Problems to work on:
A. In the road trip essay, rewrite the paragraph that begins "Nouns, in my opinion" as a shorter paragraph that keeps its main facts.
B. Answer these questions from the road trip essay:
(i) How long was the writer on the road?
(ii) At what hour did the writer set out on the first day?
(iii) Which highway did the writer travel farther than ever before?
C. Continue the road trip essay from its last sentence.

Defining Nouns: A Road Trip in Review

Defining Nouns: A Road Trip in Review

Originally posted here on November 27, 2010

I’ve always been a verb person. Go, do, see, run, climb, achieve, experience – these are the words I gravitate towards. If I had to choose one part of speech to narrate my life, it would be verbs. As one definition explains, “The verb is perhaps the most important part of the sentence. A verb asserts something about the subject of the sentence and expresses actions, events, or states of being.” Clearly, this is the way to go. You really can’t argue with the most important part of the sentence.

Nouns, in my opinion, are boring by comparison. “A noun is a word used to name a person, animal, place, thing, and abstract idea. Nouns are usually the first words which small children learn.” Let’s be honest: who wants that? I’ll pass on the kid words and move right on up to adult conversation, thank you. Verbs are vibrant, nouns are dull. Verbs are productive, nouns are lazy. Verbs pack life full to the gills, nouns leave something to be desired.

When I pulled out of the driveway and headed west for mile 1 of 10,000, I knew I would come home a different person in some way or another. Increased confidence, a greater sense of independence, an ardent appreciation for locations outside of New York State. Things like that. But of all the things I thought would change I never expected it would be my stance on nouns and verbs. God punk’d me on that one. Never saw it coming. And yet, it was without a doubt the most valuable lesson I learned over the course of the 10 weeks on the road.

The noun takeover started early. And by early, I mean on the first day. I set out at 6am with unquenchable ambition and determination. Eager and fearless. I belted motivational theme songs at the top of my lungs as I traveled Interstate 90 further than I’ve ever traveled it before. I fought through traffic in Erie, fought through a newly acquired scratch-and-dent in Cleveland, fought through rest stop stalkers in Toledo, fought through divided highways in Lansing.

Provided material:

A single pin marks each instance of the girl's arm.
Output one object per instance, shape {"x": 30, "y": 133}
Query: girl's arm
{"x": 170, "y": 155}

Outputs in order:
A. The writer finds nouns boring compared with verbs. A noun names a person, animal, place, thing, or abstract idea, and nouns are usually the first words small children learn. The writer would rather skip these "kid words" and move on to adult conversation. Verbs are vibrant and productive and fill life to the gills. Nouns are dull and lazy and leave something to be desired.

B.
(i) 10 weeks
(ii) 6am
(iii) Interstate 90

C.
Thirteen hours later, I was tired of fighting.

What restored my soul at the end of the day wasn’t the fact that I survived the first day. Nor was it that I was going where I previously had not gone before or the expectation that I was about to experience 70 more days just as action-packed as the first. None of those actions made me feel any better about the new scar on the van. They made me feel accomplished, but not any less tired. The thing that mattered at the end of the day was the last place I arrived: Bethany’s apartment, the home of a person I love. What mattered most was the idea that an hour of conversation with a friend was well worth 13 hours of eventful travel.

Darn it. All nouns.

This theme was repeated over and over again. I went from dejected to uplifted in record time when in the presence of a friend as opposed to the presence of myself. What we did was never important. In Seattle, Stephanie and I sat on the floor of the library and read old issues of Food & Wine. Nancy and I ate dessert first in Portland. In Virginia, Jennie and Tom and I watched 24. In all of these situations it did not matter in the least what activity we would embark upon, even though everyone went out of their way to give me a great experience in their city. It was just enough to spend time with them.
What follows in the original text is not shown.